▶ **Testo proposto**:
__________
A ingarbugliare la questione, è, inoltre, la diversificazione dei presìdi di protezione. Ci sono mascherine e mascherine. Quelle che vengono utilizzate dai medici, anche qui sarebbe d’obbligo il condizionale, sono le Ffp3 e Ffp2, dotate di filtro, capaci di garantire una barriera rispetto alla trasmissione del virus. Poi ci sono le “meno peggio”, quelle chirurgiche (in dotazione alle forze dell’ordine o ai volontari, per esempio), di cui gli operatori della sanità non vogliono sentir parlare. “Pretendiamo di ricevere dispositivi all’altezza di un Paese industrializzato – ha detto Filippo Anelli, presidente della Federazione degli Ordini dei medici italiani -.  Noi medici siamo in grado di definire il livello di sicurezza e di utilizzare le mascherine in libertà, con buonsenso, a seconda delle situazioni. Quelle chirurgiche non le vogliamo”. E poi ce n’è una terza fattispecie, le “Montrasio”, uno dei “panni da pulire” che Musumeci, per venire alle questioni sicule, qualche giorno fa ha scagliato via durante un collegamento televisivo. In modo veemente e in segno di protesta. Non servono a nulla, se non a fare la spesa o la fila in farmacia.
__________
▶ **Estratti dei dati**:
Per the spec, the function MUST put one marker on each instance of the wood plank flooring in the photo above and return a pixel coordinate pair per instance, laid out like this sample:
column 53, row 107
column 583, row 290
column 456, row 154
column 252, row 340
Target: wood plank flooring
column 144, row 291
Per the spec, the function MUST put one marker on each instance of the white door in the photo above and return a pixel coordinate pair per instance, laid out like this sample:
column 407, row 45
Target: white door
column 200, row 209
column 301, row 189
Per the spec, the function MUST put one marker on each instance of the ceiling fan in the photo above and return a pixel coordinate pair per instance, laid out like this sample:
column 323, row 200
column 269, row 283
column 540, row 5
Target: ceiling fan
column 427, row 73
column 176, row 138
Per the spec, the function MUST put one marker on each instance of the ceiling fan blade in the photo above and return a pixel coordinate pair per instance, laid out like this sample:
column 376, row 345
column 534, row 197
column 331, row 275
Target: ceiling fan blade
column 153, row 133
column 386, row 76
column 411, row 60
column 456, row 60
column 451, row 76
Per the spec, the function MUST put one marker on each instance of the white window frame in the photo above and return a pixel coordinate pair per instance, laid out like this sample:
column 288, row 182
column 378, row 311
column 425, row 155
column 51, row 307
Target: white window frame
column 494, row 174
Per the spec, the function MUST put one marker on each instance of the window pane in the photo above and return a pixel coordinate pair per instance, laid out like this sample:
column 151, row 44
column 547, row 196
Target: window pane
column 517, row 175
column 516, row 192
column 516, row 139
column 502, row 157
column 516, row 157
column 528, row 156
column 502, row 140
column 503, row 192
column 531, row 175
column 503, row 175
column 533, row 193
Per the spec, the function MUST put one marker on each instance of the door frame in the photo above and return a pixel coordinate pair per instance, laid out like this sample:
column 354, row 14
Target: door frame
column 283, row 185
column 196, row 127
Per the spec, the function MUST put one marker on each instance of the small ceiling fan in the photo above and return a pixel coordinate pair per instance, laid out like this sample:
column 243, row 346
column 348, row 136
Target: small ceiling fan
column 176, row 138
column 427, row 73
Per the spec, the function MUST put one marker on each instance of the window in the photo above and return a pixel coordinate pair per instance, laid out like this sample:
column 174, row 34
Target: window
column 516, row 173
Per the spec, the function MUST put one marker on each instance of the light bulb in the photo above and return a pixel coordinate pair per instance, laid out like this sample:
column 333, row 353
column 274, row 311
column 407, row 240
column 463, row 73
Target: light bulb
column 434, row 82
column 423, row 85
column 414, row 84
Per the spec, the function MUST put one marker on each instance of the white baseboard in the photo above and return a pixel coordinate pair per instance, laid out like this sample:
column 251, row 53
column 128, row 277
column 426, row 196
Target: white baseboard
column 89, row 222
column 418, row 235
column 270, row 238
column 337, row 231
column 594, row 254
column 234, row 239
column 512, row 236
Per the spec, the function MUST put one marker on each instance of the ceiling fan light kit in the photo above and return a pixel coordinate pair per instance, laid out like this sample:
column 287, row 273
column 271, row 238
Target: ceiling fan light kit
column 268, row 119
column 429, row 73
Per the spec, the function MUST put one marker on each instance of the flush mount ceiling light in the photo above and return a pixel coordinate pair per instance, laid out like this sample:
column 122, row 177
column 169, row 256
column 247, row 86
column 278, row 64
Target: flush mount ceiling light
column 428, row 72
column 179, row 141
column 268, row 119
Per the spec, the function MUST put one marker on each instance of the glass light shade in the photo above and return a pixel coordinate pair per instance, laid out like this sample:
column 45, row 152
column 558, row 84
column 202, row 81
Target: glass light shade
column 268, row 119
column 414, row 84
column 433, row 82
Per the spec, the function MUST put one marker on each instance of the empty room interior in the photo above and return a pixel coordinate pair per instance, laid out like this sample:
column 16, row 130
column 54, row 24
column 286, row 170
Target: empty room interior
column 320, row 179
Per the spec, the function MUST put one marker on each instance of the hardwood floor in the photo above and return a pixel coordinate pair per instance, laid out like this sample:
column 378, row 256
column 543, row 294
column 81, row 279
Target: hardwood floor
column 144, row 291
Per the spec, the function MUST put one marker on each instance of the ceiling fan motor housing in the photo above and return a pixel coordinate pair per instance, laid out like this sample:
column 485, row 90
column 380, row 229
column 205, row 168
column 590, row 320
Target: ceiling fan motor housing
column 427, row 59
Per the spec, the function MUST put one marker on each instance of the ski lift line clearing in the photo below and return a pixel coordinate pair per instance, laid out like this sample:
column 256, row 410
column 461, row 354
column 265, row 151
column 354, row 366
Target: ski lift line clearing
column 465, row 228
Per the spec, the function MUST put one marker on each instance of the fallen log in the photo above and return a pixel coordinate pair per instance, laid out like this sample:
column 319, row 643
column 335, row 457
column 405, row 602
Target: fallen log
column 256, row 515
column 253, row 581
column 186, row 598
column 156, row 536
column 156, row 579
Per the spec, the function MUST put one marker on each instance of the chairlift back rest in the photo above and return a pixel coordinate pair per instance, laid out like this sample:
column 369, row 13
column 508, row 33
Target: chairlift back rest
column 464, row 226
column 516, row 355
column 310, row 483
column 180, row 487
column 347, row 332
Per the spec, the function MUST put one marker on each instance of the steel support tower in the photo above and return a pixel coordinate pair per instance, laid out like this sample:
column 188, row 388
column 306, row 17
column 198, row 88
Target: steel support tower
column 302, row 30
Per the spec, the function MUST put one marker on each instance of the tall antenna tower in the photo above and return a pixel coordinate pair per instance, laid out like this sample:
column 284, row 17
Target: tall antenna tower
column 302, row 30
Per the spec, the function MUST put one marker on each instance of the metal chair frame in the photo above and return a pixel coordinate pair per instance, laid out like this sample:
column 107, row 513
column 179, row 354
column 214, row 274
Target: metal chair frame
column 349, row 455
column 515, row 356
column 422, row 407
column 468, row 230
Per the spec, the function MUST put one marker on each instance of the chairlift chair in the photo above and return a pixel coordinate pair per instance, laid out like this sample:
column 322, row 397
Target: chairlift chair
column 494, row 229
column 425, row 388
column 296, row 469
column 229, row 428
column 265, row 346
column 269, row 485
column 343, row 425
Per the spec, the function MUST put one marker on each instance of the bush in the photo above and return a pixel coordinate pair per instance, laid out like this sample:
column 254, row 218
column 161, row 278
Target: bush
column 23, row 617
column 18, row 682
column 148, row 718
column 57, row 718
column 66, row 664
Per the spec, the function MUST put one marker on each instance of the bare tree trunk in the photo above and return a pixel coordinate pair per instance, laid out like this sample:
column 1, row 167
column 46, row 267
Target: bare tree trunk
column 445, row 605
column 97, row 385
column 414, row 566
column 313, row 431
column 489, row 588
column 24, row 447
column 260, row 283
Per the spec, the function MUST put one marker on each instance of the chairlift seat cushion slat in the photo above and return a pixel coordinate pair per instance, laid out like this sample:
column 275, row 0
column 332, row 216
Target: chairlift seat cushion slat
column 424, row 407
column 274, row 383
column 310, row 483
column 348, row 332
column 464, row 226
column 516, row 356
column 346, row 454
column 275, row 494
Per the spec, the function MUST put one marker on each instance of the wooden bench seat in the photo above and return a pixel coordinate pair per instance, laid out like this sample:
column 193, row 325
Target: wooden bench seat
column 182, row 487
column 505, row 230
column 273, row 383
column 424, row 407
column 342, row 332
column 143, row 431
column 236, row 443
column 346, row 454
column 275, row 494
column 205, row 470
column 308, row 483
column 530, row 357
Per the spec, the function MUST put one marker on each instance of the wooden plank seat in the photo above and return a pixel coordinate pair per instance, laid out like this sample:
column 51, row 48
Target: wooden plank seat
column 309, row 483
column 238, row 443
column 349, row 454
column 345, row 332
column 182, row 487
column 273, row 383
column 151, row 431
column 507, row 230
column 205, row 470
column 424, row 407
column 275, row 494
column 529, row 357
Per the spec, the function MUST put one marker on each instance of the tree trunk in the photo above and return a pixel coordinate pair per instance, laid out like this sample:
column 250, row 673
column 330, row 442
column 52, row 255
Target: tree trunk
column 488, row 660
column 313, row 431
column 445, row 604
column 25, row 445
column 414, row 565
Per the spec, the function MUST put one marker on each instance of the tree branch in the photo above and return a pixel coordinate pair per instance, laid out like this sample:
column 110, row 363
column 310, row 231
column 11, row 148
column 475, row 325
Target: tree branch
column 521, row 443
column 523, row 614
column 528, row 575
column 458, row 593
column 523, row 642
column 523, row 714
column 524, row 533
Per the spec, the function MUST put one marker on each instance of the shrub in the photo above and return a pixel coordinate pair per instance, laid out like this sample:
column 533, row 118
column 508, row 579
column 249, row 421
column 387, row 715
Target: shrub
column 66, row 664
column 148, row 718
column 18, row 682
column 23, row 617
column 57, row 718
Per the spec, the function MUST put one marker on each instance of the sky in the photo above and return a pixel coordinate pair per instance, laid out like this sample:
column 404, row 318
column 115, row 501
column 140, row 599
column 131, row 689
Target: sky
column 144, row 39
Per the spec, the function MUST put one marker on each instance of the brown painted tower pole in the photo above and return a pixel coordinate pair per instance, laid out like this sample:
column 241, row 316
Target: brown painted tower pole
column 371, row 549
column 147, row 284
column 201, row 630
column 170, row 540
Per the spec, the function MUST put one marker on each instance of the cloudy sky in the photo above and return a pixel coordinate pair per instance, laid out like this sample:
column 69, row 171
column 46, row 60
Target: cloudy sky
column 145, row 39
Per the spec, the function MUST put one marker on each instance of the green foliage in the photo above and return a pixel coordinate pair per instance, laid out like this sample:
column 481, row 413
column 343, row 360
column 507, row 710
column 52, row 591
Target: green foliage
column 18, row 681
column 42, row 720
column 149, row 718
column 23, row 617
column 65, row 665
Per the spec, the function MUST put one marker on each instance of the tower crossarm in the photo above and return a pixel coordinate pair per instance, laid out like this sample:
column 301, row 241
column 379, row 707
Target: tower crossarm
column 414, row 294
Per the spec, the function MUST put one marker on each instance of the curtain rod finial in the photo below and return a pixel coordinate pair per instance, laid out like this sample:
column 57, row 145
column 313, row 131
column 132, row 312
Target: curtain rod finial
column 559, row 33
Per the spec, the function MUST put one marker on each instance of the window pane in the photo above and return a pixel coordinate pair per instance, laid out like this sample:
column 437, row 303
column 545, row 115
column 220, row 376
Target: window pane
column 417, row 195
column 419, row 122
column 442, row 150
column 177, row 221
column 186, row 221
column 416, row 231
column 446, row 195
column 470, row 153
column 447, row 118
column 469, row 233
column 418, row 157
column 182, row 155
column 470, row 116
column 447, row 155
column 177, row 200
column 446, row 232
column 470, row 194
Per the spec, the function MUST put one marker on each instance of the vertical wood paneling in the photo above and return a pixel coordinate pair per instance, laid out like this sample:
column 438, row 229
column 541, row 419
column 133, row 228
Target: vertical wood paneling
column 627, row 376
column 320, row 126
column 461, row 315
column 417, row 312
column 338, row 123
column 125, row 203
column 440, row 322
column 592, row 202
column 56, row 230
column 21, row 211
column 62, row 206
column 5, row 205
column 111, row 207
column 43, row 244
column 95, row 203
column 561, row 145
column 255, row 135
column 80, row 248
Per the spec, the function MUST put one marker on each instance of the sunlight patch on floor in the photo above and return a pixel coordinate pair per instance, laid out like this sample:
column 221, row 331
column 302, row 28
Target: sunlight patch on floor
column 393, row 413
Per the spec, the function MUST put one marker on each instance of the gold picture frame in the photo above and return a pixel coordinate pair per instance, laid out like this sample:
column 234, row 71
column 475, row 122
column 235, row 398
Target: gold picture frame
__________
Riproduci per intero il testo sulle mascherine, parola per parola e con la stessa punteggiatura.

A ingarbugliare la questione, è, inoltre, la diversificazione dei presìdi di protezione. Ci sono mascherine e mascherine. Quelle che vengono utilizzate dai medici, anche qui sarebbe d’obbligo il condizionale, sono le Ffp3 e Ffp2, dotate di filtro, capaci di garantire una barriera rispetto alla trasmissione del virus. Poi ci sono le “meno peggio”, quelle chirurgiche (in dotazione alle forze dell’ordine o ai volontari, per esempio), di cui gli operatori della sanità non vogliono sentir parlare. “Pretendiamo di ricevere dispositivi all’altezza di un Paese industrializzato – ha detto Filippo Anelli, presidente della Federazione degli Ordini dei medici italiani -.  Noi medici siamo in grado di definire il livello di sicurezza e di utilizzare le mascherine in libertà, con buonsenso, a seconda delle situazioni. Quelle chirurgiche non le vogliamo”. E poi ce n’è una terza fattispecie, le “Montrasio”, uno dei “panni da pulire” che Musumeci, per venire alle questioni sicule, qualche giorno fa ha scagliato via durante un collegamento televisivo. In modo veemente e in segno di protesta. Non servono a nulla, se non a fare la spesa o la fila in farmacia.